Directives ▸
1. Answer these questions from the museum restaurant piece:
(a) Which artist's work was featured in a very good touring show the museum picked up?
(b) What is the name of the chef, and what is his restaurant called?
(c) What wine did the chef recommend, and which two qualities of it were appreciated?
2. In the museum restaurant piece, turn the paragraph beginning "But recently the museum decided" into a short list that keeps its main facts.
3. Carry on the museum restaurant piece from its final sentence.

Excerpt provided ▸
○ ○ ○ ○

A MUSEUM RESTAURANT
When we go to a restaurant, let's be honest, do we really want it to about the food? The Lucca Center of Contemporary Art started out life as merely a museum, picking up a few touring shows including a very good one of Dubuffet. It's current offering is photography by David LaChapelle.
But recently the museum decided to be a restaurant as well. Where once there had been merely an entry hall and reception/ticket desk there is now a chef, a charming one—that's him peeking out, Cristiano Tomei, and his most extraordinary restaurant is called L'Imbuto.
Cristiano recommended this wonderful Riesling for lunch on a hot September day, and we very much appreciated its low alcohol and zingy zest—zesty zing?!

○ ○ ○ ○

Data provided ▸
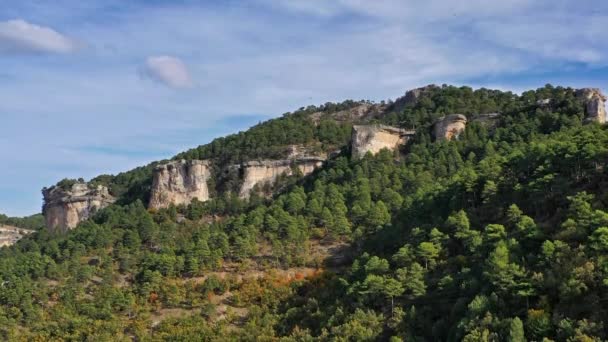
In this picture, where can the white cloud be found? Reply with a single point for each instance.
(19, 36)
(168, 70)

○ ○ ○ ○

The results ▸
1.
(a) Dubuffet.
(b) The chef is Cristiano Tomei, and his restaurant is called L'Imbuto.
(c) A Riesling, appreciated for its low alcohol and zingy zest.

2.
- The museum recently decided to be a restaurant as well.
- The space that once held only an entry hall and a reception/ticket desk now has a chef.
- The chef is Cristiano Tomei.
- His restaurant is called L'Imbuto.

3.
There is a movement afoot of art and science in the kitchen. It's been around for a while—among its earliest practitioners being
Ferran Adrià of El Buli in Spain. I'm one of those who feel that his singular contribution to European haute cusine has made a total mess of fine dining on this continent. In the 1970s and on into the 80s great restaurants in Europe, especially in France, were memorably enjoyable, the pleasures of quality and elegance abounding. I regret to say that all this came to an abrupt end about ten years ago when Adrià's gastronomic science and casual Fridays caught on. That said, this artfully produced dish above, a "marshmallow" of scampi with a confection of Parmigiano in Malaga was quite good. To produce it, however, you need a kitchen that resembles Frankenstein's laboratory with its bubbling tubes of polystyrene, copolymers, and polypropylene in perfectly clear and high impact plastics full of mounting viscous juices and their froth. Chefs today! It's a fine line between giving pleasure and grossing you out!

I very much liked this "fish & chips," as Cristiano called it, a new twist on fish sticks in a potato crust with a sauce of Tuscan savory bread pudding and a parsley foam.
The potato crust takes four days to make—it's like paper before it's cooked.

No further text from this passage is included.